___ Available data ___

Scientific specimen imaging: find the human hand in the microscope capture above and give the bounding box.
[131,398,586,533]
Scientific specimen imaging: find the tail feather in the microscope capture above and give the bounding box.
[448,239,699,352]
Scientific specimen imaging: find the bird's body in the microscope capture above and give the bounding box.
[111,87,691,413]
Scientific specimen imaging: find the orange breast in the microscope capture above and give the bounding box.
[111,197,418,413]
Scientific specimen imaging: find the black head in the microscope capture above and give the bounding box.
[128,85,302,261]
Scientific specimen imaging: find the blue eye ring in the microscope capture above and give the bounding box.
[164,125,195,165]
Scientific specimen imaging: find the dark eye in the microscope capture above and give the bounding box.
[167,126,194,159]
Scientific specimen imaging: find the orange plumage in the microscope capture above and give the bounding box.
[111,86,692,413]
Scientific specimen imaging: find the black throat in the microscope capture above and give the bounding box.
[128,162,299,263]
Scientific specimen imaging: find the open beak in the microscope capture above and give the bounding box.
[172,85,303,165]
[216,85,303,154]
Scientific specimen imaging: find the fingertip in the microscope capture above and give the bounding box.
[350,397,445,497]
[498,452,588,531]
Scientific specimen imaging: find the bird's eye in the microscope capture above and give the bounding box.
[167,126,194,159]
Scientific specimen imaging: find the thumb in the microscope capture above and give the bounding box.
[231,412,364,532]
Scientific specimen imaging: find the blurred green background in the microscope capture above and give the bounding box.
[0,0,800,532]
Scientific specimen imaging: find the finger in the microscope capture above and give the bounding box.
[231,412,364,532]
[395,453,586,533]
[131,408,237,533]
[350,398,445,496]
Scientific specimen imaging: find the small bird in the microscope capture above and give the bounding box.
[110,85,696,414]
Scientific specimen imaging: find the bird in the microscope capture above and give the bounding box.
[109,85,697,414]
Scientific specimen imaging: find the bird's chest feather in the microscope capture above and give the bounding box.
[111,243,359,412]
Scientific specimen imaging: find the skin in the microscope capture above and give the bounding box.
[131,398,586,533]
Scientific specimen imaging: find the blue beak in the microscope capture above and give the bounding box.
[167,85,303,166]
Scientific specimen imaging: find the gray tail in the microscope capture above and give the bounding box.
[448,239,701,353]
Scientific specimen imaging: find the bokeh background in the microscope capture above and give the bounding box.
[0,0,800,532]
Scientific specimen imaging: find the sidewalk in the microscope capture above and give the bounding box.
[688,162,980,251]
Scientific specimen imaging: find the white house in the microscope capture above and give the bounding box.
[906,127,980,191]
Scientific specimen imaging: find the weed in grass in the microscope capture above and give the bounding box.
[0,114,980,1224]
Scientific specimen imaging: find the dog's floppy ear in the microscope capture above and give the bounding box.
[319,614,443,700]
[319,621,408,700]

___

## What to produce
Rename "Scientific specimen imaging" to "Laboratory specimen imaging" everywhere in the lines above, and give them again with nothing else changed.

## Response
Laboratory specimen imaging: find the human hand in the microscope capture above and give the bounding box.
[131,398,586,533]
Laboratory specimen imaging: find the tail feather in the microscope capture above and give the bounding box.
[448,239,699,352]
Laboratory specimen imaging: find the bird's body in the microscope capture above and give the bounding box.
[111,87,691,413]
Laboratory specimen imaging: find the orange breast in the microscope capture above and give the bounding box.
[111,197,418,413]
Laboratory specimen imaging: find the black head in the microscope capture above and give the bounding box.
[128,85,302,261]
Laboratory specimen imaging: find the blue eye ring in the microscope capture above and give the bounding box.
[164,125,195,165]
Laboratory specimen imaging: find the dark eye in the microscope capture above and give the bounding box.
[167,126,194,159]
Laboratory specimen imaging: find the orange plumage in the microscope capture above and give the bounding box.
[111,86,692,413]
Laboratory specimen imaging: find the black throat in the microscope capture above and give the bounding box.
[128,162,299,263]
Laboratory specimen imaging: find the open beak in the microscope capture above and give the bounding box.
[172,85,303,165]
[216,85,303,154]
Laboratory specimen imaging: find the fingertip in the microscope capture above and give the bounding box.
[350,397,445,497]
[498,452,588,531]
Laboratory specimen imaging: find the bird's eye in the microscope capture above and give the bounding box.
[167,126,194,159]
Laboratory specimen imaging: find the thumb in the microscope capture above and give the bounding box.
[231,412,364,532]
Laboratory specimen imaging: find the blurred green background in the microscope capture above and give the bounding box.
[0,0,800,532]
Laboratory specimen imaging: find the finger in the microscope capture above and give the bounding box.
[231,412,364,532]
[395,453,586,533]
[131,408,237,533]
[350,398,445,496]
Laboratory specimen imaging: find the small bird in the microscope capture above and give the bounding box.
[110,85,696,414]
Laboratory specimen imaging: find the bird in the microscope capture above and give the bounding box.
[109,85,697,414]
Laboratory specimen imaging: find the bird's chest feather in the microscope capture above and give the bounding box.
[111,243,359,412]
Laboratory specimen imaging: find the skin in the microscope capture above and give the bounding box.
[131,398,586,533]
Laboratory specimen imaging: find the blue beak in the microscope capture above and give the bounding box.
[167,85,303,166]
Laboratory specimen imaging: find the gray tail in the microscope capture above and give the bounding box.
[448,239,701,353]
Laboratory specimen imaging: find the bokeh background in the microscope capture above and give the bounding box.
[0,0,800,532]
Laboratory specimen imaging: find the sidewalk in the microscope capture above and give the bounding box.
[688,162,980,251]
Laboratory specimen imaging: find the white house in the microscope capture above and give the bounding box.
[906,127,980,191]
Laboratory specimen imaging: find the weed in grass in the microscope capture above and give the bounding box.
[0,114,980,1224]
Laboratory specimen imaging: find the dog's floppy ear in the microscope capture above and give the bounding box.
[319,614,443,700]
[319,621,408,700]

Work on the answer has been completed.